■ List of tasks:
• 1. According to the Sacred Heart church history below, on what date was the foundation stone laid?
• 2. Reproduce the part of the Sacred Heart church history between "Church of the Sacred Heart, Norton Road, Hove." and "of a headache.", inclusive.
• 3. Carry on the Sacred Heart church history from the point where it stops.

---------- Text segment ----------

Church of the Sacred Heart, Norton Road, Hove.

Judy Middleton 2003 (revised 2022)

copyright © D. Sharp
Church of the Sacred Heart, Norton Road, Hove in 2019

Background

It is said that the Corneys, a Catholic family living at 1 Hove Terrace in the 1830s, had a secret chapel. It is possible that the first Roman Catholic Mass to be celebrated at Hove since the Reformation took place here.

Finding a Site

However, plans for a proper Roman Catholic Church did not surface until the 1870s. Even then, finding a suitable site proved to be something of a headache.

The original site favoured was in Tisbury Road but then another site was found and purchased for £3,746. This second site was opposite Hove Town Hall, and between Third Avenue and Fourth Avenue. The architect John Crawley was asked to draw up plans – he was also responsible for churches in Fareham, Havant, West Grinstead, and Portsmouth, plus the Carthusian Monastery at Parkminster, Cowfold. Crawley estimated that the cost of building the church at Hove would be £1,550. This was a cold dose of reality because it seemed there was not enough money available to be able to proceed. Thus matters ground to a halt.

Meanwhile, the West Brighton Estate Company, the developers of The Avenues, began to have cold feet about the possible effect a Catholic church might have on adjacent land values, which were considered prime, residential streets. The Company solved the problem by buying back the plot of land in question, while at the same time agreeing to come up with an alternative site.

The next favoured place was Denmark Villas, and discussions about the possibilities went on during the summer of 1879. Matters were not helped by the fact that the Revd S. A. Donnelly, designated to be the first priest at the new church, did not like the site claiming it was ‘remote’. The Bishop of Southwark did not like the site either.

In October 1879 the West Brighton Estate Office offered a site in Norton Road, and this met with approval. On 23 October 1879 Hove Commissioners gave their approval to the plans. No time was lost in forging ahead with the project, and the foundation stone was laid on 3 November 1880.

---------- Recorded data ----------

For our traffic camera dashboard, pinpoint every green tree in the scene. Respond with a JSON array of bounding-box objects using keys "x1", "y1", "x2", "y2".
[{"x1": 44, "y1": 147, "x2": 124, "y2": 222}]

----------

■ Your written answers:
• 1. 3 November 1880

• 2.
Church of the Sacred Heart, Norton Road, Hove.

Judy Middleton 2003 (revised 2022)

copyright © D. Sharp
Church of the Sacred Heart, Norton Road, Hove in 2019

Background

It is said that the Corneys, a Catholic family living at 1 Hove Terrace in the 1830s, had a secret chapel. It is possible that the first Roman Catholic Mass to be celebrated at Hove since the Reformation took place here.

Finding a Site

However, plans for a proper Roman Catholic Church did not surface until the 1870s. Even then, finding a suitable site proved to be something of a headache.

• 3.
The Building of the Church

copyright © Royal Pavilion & Museum, Brighton & Hove
An Edwardian photograph of the Church of The Sacred Heart before the north extension was built.

There was still not enough money to build the whole structure at once, but a portion costing £5,000 was constructed. The church was 55-ft in length, and 40-ft wide. People involved in the work were as follows:

John Crawley and J. S. Hanson, architects
J. Tyerman from London, contractor
Mr Wheeler, clerk of the works
Mr Carter, foreman

copyright © J. Middleton
An Edwardian photograph of the Sanctuary.

The style of architecture was early English 14th century, and the structure consisted of a nave, two side aisles, a chancel, and two side chapels. Work progressed so rapidly that on 28 October 1881 Cardinal Manning was able to hold an opening service. Afterwards, the company repaired to the residence of Madame de Laski at 2 Adelaide Crescent where ‘about 100 sat down to an elegant repast’. Madame de Laski later paid for the High Altar to be installed.

copyright © J. Middleton
 Edwardian photograph of the High Altar.

The church could accommodate 250 people and the seating was open, oak-stained benches. The nave had a barrel-vaulted ceiling while the chancel and side chapels were groined in stone on marble vaulting shafts. 

copyright © D. Sharp
2019 photograph of the the Sanctuary.

Welsh slates covered the roof, and the original design showed a fleche marking the junction of nave and chancel. The brick-built walls had Swanage stone ashlar facings, while Beer stone was used for internal piers and arches as well as the cut-stone dressings of doors and windows – Beer stone came from ancient quarries near Beer Head, Seaton, South Devon.

Priest’s House

copyright © D. Sharp
The Presbytery on the left of the Church

The Presbytery, or Priest’s House, also dates back to 1881 and was connected to the church. The main floor contained a dining room, parlour and study, and in the basement there was a ‘useful sitting room’. There were three bedrooms upstairs.

Church Enlargements

By October 1887 the second stage of church development had been completed. This was a major undertaking because it resulted in the church growing to almost double its original length. On 25 October 1887 the Bishop of Southwark, Revd Dr John Butt, consecrated the church.

In 1911 a plot of land on the north side of the church was purchased for £400. This time it was Frederick Walters who drew up plans for another enlargement – namely the north aisle and the Lady Chapel.

The Lady Chapel

copyright © J. Middleton
The original Lady Chapel was gifted as a memorial to
 Mrs Kathleen Ann Mary Hammond, demolished in 1914.

The 1911 plans were not without controversy, especially since there was already a much-loved Lady Chapel in existence.

copyright © D. Sharp
In memory of Kathleen Hammond
and the 'lost' Lady Chapel
It has been described as exquisite in every detail with a wealth of mural decorations and gold ornamentation and was perhaps the masterpiece of Nathaniel John Herbert Westlake.

The Lady Chapel was gifted as a memorial by the husband and daughters of Mrs Kathleen Ann Mary Hammond who died on 18 January 1902. By 1914 the family had moved from Hove but in 1914 they were distraught to learn there were plans afoot to destroy the chapel owing to the creation of a north aisle.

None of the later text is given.